Word for word, restate every entry shown below.

=== Input material ===

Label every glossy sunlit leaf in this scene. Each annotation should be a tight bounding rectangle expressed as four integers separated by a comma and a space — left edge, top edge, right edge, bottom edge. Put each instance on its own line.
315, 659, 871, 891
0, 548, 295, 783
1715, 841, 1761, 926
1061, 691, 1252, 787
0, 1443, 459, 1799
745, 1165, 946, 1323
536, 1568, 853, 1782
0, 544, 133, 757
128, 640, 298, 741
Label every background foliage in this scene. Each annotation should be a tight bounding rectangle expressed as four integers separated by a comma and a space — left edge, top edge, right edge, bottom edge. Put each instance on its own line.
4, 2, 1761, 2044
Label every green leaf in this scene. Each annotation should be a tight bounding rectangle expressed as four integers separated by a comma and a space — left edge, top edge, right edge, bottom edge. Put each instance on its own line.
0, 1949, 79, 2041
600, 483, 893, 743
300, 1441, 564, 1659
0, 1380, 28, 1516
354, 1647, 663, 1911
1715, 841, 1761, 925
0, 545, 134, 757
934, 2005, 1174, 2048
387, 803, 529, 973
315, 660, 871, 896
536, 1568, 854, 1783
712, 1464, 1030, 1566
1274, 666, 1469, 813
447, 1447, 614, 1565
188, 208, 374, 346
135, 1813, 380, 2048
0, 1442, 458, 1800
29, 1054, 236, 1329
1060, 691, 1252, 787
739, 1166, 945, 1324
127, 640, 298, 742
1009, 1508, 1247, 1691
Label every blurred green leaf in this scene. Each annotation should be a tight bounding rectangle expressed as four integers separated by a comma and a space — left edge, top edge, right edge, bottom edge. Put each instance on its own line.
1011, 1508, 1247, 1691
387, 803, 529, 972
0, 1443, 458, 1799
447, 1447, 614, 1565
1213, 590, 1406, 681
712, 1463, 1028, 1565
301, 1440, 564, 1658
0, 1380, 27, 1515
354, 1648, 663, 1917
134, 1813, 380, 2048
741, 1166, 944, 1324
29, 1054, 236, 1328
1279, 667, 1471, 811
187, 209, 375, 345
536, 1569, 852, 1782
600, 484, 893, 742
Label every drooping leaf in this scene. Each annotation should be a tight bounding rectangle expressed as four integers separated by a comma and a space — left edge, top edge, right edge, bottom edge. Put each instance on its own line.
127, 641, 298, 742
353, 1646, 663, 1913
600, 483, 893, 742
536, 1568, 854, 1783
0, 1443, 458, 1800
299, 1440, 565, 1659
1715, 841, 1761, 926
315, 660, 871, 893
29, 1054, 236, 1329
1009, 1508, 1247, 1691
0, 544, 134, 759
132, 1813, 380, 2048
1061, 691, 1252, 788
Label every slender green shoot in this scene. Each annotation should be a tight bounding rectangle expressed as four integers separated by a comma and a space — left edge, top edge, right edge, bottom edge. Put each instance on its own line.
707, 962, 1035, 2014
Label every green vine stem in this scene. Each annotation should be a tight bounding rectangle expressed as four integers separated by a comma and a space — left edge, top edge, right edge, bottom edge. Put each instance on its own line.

===

Exercise response:
Label every glossy sunlit leaf in this scene. Each annotation should be a tight bounding rectangle expressed as four integers separated by a comma and a space — left edge, top edge, right edge, bottom edge. Put each instance on its own line.
315, 659, 871, 891
0, 548, 295, 783
1715, 841, 1761, 926
1061, 691, 1252, 787
0, 1443, 459, 1799
745, 1165, 946, 1323
536, 1568, 853, 1782
0, 544, 133, 757
128, 640, 298, 741
Label every background foliage in this scene. Each annotation should be a tight bounding rectangle expressed as four integers separated by a comma and a space — left edge, top edge, right edge, bottom edge. Put each instance on its own line.
4, 2, 1761, 2044
Label every green leaf in this scene. Each annotation should be a tight bounding rectangle expressed as four integers separated by a comma and a space — left edge, top edge, right edge, bottom edge. Put each instance on its own line.
0, 1949, 79, 2041
600, 483, 893, 743
300, 1441, 564, 1659
0, 1380, 28, 1516
354, 1647, 663, 1911
1715, 841, 1761, 925
0, 545, 134, 757
934, 2005, 1174, 2048
387, 803, 529, 973
315, 660, 871, 896
536, 1568, 854, 1783
712, 1464, 1030, 1566
1274, 666, 1469, 813
447, 1447, 614, 1565
188, 208, 374, 346
135, 1813, 380, 2048
0, 1442, 458, 1800
29, 1054, 236, 1329
1060, 691, 1252, 787
739, 1166, 945, 1324
127, 640, 298, 742
1009, 1508, 1247, 1691
Label every blurred green leaf in this scene. Each annotation should be a tight bounding rectangle expressed as four integers separated by a comma and a space — left edge, top edge, right edge, bottom edge. Put each instance on its own line.
1011, 1508, 1247, 1691
387, 803, 529, 972
0, 1443, 458, 1799
447, 1447, 614, 1565
1213, 590, 1406, 681
712, 1463, 1028, 1565
301, 1440, 564, 1658
0, 1380, 27, 1515
354, 1648, 663, 1917
134, 1813, 380, 2048
741, 1166, 944, 1324
29, 1054, 236, 1328
1279, 667, 1471, 811
187, 209, 375, 345
536, 1569, 852, 1782
600, 484, 893, 742
Label every drooping leaf in this scene. Each annotation should be a tight bounding rectangle expressed as four integers separated by a comma and a space — left edge, top edge, right edge, bottom edge. Put each instance on its own line.
127, 641, 298, 742
353, 1646, 663, 1913
600, 483, 893, 742
536, 1568, 854, 1783
0, 1443, 458, 1800
299, 1440, 565, 1659
1715, 841, 1761, 926
315, 660, 871, 893
29, 1054, 236, 1329
1009, 1508, 1247, 1691
0, 544, 134, 759
132, 1813, 380, 2048
1061, 691, 1252, 788
Label every slender green shoot in this scene. Each annotation should be a tight bounding rectangle expressed as four integers separated by a comma and a space — left edge, top edge, right edge, bottom edge. Put each instance on its own line.
707, 962, 1035, 2014
Label every green vine stem in this scene. Each annotation should be a tight bounding rectangle expressed as four integers separated by a comma and a space — left edge, top edge, right edge, bottom edge. Put each instance on its own line.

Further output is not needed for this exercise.